_本文抜粋_.
%%

富山鹿島町教会

礼拝説教

「神の御子の苦難と栄光」
イザヤ書 53章1~12節
マルコによる福音書 9章2~13節

小堀 康彦牧師

1.隠されている御子の姿
 イエス・キリストというお方が誰であるのか。このことは、誰の目から見ても明らかな、今更論ずるまでもない自明のことではありません。イエス様を我が主・我が神と信じ、告白している人にとっては、イエス様が誰であるかということは、もちろん言うまでもないことでしょう。しかしこのことは、世界中のすべての人にとって当然のことであるわけではないのです。それは、こう言っても良いでしょう。イエス様の本当の姿は、この肉眼には隠されている。イエス様は、誰の目から見ても神の御子であるということが明らかなようなあり方では現れなかったということです。それは、イエス様がお生まれになったクリスマスの出来事の時からそうでした。イエス様は大工であったヨセフを父とし、おとめマリアを母として、旅先のベツレヘムの馬小屋でお生まれになりました。そして、生まれたばかりのイエス様は飼い葉桶に寝かされたのです。この誕生の時の姿に異様なところがあったとすれば、それは神の御子にふさわしい栄光の姿にあったのではなく、飼い葉桶に寝かされるという、驚くべき貧しさ、惨めさの中にありました。私共普通の人間の誕生よりも貧しい、惨めな状況に於ける誕生。そこに神の御子のしるしがあったと聖書は告げます。イエス様が生まれた夜、神の御子の誕生という重大事件を知る者はほとんどおりませんでした。天使たちにそのことを告げられた羊飼いと、ヨセフとマリアぐらいのものでした。しかし、天上においては天の大軍が神を賛美し、「いと高きところには栄光、神にあれ。地には平和、御心に適う人にあれ。」(ルカによる福音書2章14節)と歌ったのです。天地創造以来の神様の救いの御計画が今、遂に始まった。そのことを知っていたのは父なる神様と、御心を知らされた天使たちだけだったのです。
 そんな面倒なことをしないで、誰にでも分かるようなあり方でぱっぱとイエス様が誰であるかを示し、すべての人がイエス様を信じるようにすれば良いのに。そう思われるかもしれませんが、神様はそうはされなかったのです。どうしてか。その本当の理由は、神様の御心の中にあることですから分かりません。しかし、それが神様が与えようとされている救いの内容と深く結びついていることは想像できます。

%%

_資料一覧_.
%%

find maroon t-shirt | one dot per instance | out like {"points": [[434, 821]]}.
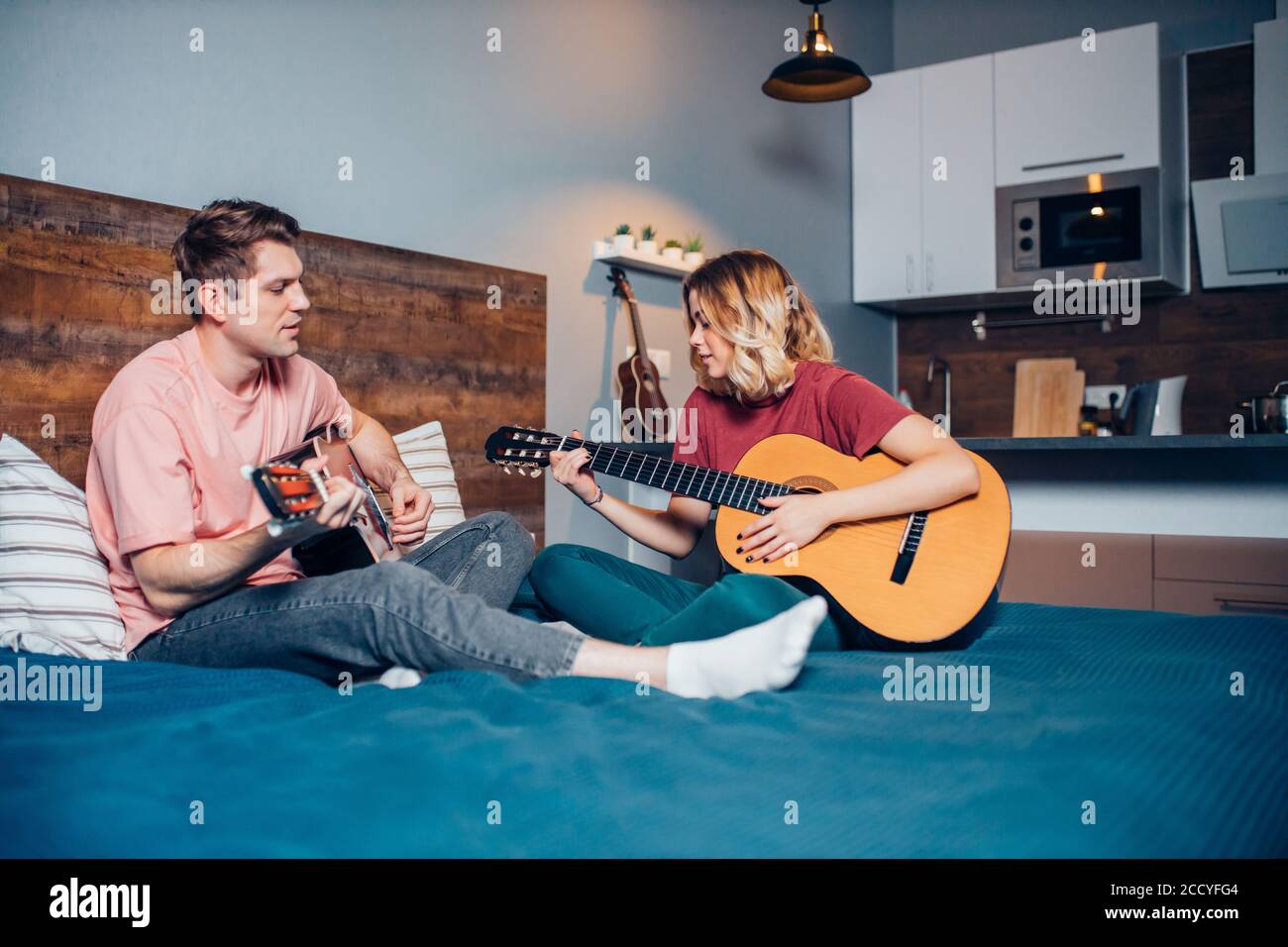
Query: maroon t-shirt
{"points": [[825, 402]]}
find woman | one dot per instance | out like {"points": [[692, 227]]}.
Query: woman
{"points": [[764, 367]]}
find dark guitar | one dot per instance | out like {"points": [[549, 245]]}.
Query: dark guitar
{"points": [[913, 578], [638, 376], [292, 495]]}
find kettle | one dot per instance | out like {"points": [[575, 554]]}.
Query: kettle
{"points": [[1151, 407]]}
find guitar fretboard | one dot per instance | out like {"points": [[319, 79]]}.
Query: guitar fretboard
{"points": [[719, 487]]}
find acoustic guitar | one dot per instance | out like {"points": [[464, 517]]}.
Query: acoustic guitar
{"points": [[914, 578], [638, 377], [292, 495]]}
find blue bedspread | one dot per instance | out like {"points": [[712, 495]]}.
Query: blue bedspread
{"points": [[1128, 710]]}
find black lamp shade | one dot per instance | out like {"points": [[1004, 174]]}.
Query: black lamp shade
{"points": [[816, 77]]}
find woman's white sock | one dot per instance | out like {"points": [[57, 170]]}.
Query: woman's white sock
{"points": [[761, 657]]}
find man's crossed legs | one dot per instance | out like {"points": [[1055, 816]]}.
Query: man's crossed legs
{"points": [[443, 607]]}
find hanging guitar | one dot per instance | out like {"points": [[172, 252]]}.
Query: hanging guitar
{"points": [[292, 495], [912, 578], [638, 376]]}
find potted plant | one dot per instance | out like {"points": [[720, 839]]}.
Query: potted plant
{"points": [[622, 240], [694, 250], [648, 240]]}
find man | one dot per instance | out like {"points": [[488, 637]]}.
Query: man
{"points": [[198, 578]]}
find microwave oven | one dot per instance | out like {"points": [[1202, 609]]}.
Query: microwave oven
{"points": [[1096, 226]]}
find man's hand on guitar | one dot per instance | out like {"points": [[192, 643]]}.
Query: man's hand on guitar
{"points": [[411, 508], [343, 499], [572, 470], [797, 521]]}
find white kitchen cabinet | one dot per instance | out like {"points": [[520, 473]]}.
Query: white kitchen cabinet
{"points": [[885, 149], [957, 206], [1061, 111]]}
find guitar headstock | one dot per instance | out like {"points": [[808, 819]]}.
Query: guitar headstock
{"points": [[522, 450], [621, 285]]}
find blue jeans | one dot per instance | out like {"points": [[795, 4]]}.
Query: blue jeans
{"points": [[606, 596], [442, 607]]}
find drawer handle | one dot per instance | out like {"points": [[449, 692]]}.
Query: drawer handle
{"points": [[1076, 161], [1224, 600]]}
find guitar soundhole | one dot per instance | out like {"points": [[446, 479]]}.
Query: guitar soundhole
{"points": [[812, 484]]}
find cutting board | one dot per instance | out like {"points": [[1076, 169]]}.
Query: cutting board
{"points": [[1047, 397]]}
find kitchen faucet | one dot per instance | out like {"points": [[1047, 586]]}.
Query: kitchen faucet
{"points": [[948, 389]]}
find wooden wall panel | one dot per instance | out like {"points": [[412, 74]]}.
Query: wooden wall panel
{"points": [[407, 335], [1231, 343]]}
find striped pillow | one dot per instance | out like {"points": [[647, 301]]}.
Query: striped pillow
{"points": [[424, 451], [54, 596]]}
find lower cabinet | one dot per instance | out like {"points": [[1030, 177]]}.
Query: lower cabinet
{"points": [[1194, 575]]}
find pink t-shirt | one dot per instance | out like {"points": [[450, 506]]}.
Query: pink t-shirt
{"points": [[168, 445], [825, 402]]}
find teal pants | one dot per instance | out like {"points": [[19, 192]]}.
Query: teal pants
{"points": [[606, 596]]}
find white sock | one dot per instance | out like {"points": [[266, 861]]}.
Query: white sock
{"points": [[761, 657]]}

%%

_課題の内容_. 本文抜粋によれば、イエスはどこで生まれたとされていますか。 資料は本件とは関係がありません。

_解答_. 旅先のベツレヘムの馬小屋です。